- EXERCISES -
a) According to the episode description, which characteristic of the C.H.A.N.G.E. Shaper™ series does this episode cover?
b) Return, word for word, the part of the episode description that opens with the words containing "If you work" and closes with "helping actually helping?".

- PASSAGE GIVEN -
Episode 11 - Are you overhelping your team? Helping with intention in CI.

If you work in CI, helping probably feels like second nature. In fact, it’s probably one of the reasons you got into this work in the first place. But here’s the uncomfortable question we’re digging into today: Is your helping actually helping?

There’s a fine line between helping people grow and accidentally creating dependence. And if you cross that line, your help can quietly become harmful—for them and for you.

The Hidden Trap for CI Leaders

Many of us in CI become the scheduler, organizer, reminder system, problem solver, answer machine. At first, that support may be necessary. But over time? You can unintentionally train teams to rely on you instead of building their own capability. That’s when frustration grows, burnout starts creeping in, resistance increases, and you become the bottleneck in the very change you’re trying to create.

What You’ll Learn

In this episode, we continue the C.H.A.N.G.E. Shaper™ series by unpacking the second characteristic:

Help with Intention

You’ll learn:

  • the difference between helpful help and hurtful help

  • how overhelping creates dependency in teams

  • how to recognize when you’ve crossed the “helpful line”

- SOURCE EXCERPT -
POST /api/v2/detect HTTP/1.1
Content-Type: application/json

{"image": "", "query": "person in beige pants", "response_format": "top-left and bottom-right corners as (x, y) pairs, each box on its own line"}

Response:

- RESPONSES -
a) The second characteristic, Help with Intention.

b)
If you work in CI, helping probably feels like second nature. In fact, it’s probably one of the reasons you got into this work in the first place. But here’s the uncomfortable question we’re digging into today: Is your helping actually helping?